Directions for this task: Copy the passage of the Accounts Merge article word for word, from "You are given" to "returned in any order.".

Supplied passage:
Table of contents
1.
Introduction
1.1.
Problem Statement
1.2.
Example
2.
Depth First Search - Approach
2.1.
Algorithm
2.2.
Implementation
2.2.1.
Program
2.2.2.
Output
2.3.
Time Complexity
2.4.
Space Complexity
3.
Key Takeaways
Last Updated: Mar 27, 2024

Accounts Merge

Author Ishita Chawla
0 upvote
Career growth poll
Do you think IIT Guwahati certified course can help you in your career?

Introduction

Many real-life problems are solved using graphs. Networks like paths in a city, telephone networks, and circuits are all represented using graphs. We generally use DFS Algorithm to produce a minimum spanning tree, find paths, or even detect cycles in a graph. This blog will discuss one such problem, "Accounts Merge" that can easily be solved using Depth First Search.

Problem Statement

You are given a list of accounts, where each element ACCOUNTS[i] is a list of strings, with the first element ACCOUNTS[i][0] indicating the name and the rest of the elements representing the account's emails.

Now, your task is to combine these accounts. If both the accounts have the same email address, they are most likely the same person. It's important to note that even if two accounts have the same name, they could belong to different people. A person can have any number of accounts, but they must all have the same name.

You have to return the accounts in the following manner after merging them: the first element of each account is the name, and the remaining elements are emails in sorted order. However, the accounts can be returned in any order.

Dataset records:
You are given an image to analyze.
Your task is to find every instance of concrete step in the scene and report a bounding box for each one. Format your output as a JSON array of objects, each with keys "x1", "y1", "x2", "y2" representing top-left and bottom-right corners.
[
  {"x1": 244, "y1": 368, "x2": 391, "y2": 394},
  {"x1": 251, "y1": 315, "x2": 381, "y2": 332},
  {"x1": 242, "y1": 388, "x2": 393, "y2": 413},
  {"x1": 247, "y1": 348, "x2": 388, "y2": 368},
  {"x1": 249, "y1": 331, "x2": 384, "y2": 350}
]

The reply:
You are given a list of accounts, where each element ACCOUNTS[i] is a list of strings, with the first element ACCOUNTS[i][0] indicating the name and the rest of the elements representing the account's emails.

Now, your task is to combine these accounts. If both the accounts have the same email address, they are most likely the same person. It's important to note that even if two accounts have the same name, they could belong to different people. A person can have any number of accounts, but they must all have the same name.

You have to return the accounts in the following manner after merging them: the first element of each account is the name, and the remaining elements are emails in sorted order. However, the accounts can be returned in any order.